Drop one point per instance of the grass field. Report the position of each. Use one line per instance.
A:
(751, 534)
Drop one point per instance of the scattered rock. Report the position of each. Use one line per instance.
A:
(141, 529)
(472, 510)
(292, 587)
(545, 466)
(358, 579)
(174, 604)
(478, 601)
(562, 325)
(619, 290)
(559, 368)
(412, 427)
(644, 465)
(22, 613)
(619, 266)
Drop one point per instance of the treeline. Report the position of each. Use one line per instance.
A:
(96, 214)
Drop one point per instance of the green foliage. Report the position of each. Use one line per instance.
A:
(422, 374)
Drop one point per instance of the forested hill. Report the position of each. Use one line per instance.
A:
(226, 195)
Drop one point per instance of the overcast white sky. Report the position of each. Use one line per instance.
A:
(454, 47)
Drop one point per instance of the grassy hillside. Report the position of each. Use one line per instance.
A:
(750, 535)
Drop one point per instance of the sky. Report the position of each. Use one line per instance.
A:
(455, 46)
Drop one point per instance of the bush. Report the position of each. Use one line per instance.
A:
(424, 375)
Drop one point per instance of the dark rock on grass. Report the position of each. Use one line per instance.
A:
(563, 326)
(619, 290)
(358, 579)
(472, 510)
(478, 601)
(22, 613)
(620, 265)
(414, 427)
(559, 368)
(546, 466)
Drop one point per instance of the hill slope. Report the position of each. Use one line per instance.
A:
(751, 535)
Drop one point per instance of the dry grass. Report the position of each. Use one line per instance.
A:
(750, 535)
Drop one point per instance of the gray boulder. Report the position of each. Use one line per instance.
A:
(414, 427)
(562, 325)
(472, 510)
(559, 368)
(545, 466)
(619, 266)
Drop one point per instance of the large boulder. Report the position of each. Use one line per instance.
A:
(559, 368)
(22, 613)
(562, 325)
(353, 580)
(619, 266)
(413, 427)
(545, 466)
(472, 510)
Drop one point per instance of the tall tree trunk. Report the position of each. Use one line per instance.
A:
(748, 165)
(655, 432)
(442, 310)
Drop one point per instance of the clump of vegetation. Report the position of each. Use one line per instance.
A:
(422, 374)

******************************

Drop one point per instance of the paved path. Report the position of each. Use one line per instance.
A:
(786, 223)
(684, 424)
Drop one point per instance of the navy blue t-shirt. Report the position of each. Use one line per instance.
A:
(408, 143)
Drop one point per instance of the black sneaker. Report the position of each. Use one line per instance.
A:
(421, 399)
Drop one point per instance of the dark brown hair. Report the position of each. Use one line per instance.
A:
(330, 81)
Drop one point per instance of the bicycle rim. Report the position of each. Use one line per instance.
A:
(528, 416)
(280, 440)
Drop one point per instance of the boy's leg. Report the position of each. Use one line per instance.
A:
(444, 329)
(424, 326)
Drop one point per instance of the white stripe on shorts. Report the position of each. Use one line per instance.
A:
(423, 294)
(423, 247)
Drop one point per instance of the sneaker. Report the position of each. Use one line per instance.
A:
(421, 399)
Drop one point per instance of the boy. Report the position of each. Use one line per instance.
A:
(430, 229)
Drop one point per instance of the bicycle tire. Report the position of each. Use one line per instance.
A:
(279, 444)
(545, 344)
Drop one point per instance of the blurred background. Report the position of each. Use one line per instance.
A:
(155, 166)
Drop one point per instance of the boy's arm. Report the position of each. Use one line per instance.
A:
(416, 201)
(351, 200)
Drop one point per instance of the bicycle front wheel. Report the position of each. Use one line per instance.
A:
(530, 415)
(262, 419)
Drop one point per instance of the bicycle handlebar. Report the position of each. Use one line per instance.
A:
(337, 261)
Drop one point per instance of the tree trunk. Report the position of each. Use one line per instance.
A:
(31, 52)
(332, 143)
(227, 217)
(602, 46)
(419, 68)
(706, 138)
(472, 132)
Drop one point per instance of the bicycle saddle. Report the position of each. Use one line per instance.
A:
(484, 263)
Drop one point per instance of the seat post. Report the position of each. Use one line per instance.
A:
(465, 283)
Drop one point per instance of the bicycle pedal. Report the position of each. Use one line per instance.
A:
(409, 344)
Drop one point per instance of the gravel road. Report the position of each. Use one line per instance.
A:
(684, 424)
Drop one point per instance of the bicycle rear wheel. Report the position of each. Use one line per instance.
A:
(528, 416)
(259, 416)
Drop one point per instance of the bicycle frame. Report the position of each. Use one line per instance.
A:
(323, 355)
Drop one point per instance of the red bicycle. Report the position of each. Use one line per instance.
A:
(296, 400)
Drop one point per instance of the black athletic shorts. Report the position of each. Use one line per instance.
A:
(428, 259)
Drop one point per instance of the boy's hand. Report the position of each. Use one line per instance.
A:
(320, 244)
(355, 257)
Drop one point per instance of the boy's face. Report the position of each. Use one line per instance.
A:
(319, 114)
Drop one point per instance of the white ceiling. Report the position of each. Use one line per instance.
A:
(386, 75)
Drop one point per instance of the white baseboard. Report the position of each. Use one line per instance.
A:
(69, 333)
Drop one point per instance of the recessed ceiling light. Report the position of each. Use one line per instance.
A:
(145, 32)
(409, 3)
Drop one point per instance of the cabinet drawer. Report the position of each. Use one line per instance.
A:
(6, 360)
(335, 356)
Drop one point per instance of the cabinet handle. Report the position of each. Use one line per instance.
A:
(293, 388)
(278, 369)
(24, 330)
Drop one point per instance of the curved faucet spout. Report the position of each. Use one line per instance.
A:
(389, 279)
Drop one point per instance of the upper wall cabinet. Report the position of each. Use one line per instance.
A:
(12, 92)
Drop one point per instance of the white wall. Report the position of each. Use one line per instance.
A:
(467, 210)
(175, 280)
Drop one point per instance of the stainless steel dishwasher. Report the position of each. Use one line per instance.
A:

******************************

### [EXERCISE INSTRUCTIONS]
Exactly the lines above from the one with "Drop one point per instance of the grass field." to the one with "Drop one point per instance of the clump", both included, are to be quoted; leave the rest out.

### [TASK SOLUTION]
Drop one point per instance of the grass field. Report the position of each. Use one line per instance.
A:
(751, 534)
Drop one point per instance of the scattered rock. Report the position of each. Use one line per instance.
A:
(141, 529)
(472, 510)
(292, 587)
(545, 466)
(358, 579)
(174, 604)
(478, 601)
(562, 325)
(619, 290)
(559, 368)
(412, 427)
(644, 465)
(22, 613)
(619, 266)
Drop one point per instance of the treeline. Report the position of each. Use one line per instance.
A:
(96, 214)
Drop one point per instance of the green foliage. Report the position of each. Use one line per instance.
A:
(422, 374)
Drop one point per instance of the forested hill. Report the position of each. Use one line per instance.
A:
(226, 195)
Drop one point per instance of the overcast white sky. Report the position of each. Use one line per instance.
A:
(454, 47)
Drop one point per instance of the grassy hillside. Report the position of each. Use one line per instance.
A:
(750, 535)
Drop one point per instance of the sky. Report the position of each. Use one line per instance.
A:
(455, 46)
Drop one point per instance of the bush. Report the position of each. Use one line per instance.
A:
(424, 375)
Drop one point per instance of the dark rock on grass. Report the position of each. Use one line per instance.
A:
(563, 326)
(619, 290)
(358, 579)
(472, 510)
(478, 601)
(22, 613)
(620, 265)
(414, 427)
(559, 368)
(546, 466)
Drop one point per instance of the hill slope. Report the position of each. Use one line per instance.
A:
(751, 535)
Drop one point per instance of the dry grass. Report the position of each. Use one line per instance.
A:
(750, 535)
Drop one point per instance of the gray boulder. Report the position of each. Use one line per instance.
A:
(414, 427)
(562, 325)
(472, 510)
(559, 368)
(545, 466)
(619, 266)
Drop one point per instance of the large boulder. Report the position of each. Use one line per instance.
A:
(559, 368)
(22, 613)
(562, 325)
(353, 580)
(619, 266)
(413, 427)
(545, 466)
(472, 510)
Drop one point per instance of the tall tree trunk. Report the position of each. Use one line per instance.
A:
(748, 165)
(655, 432)
(442, 310)
Drop one point per instance of the clump of vegetation. Report the position of each. Use one line per instance.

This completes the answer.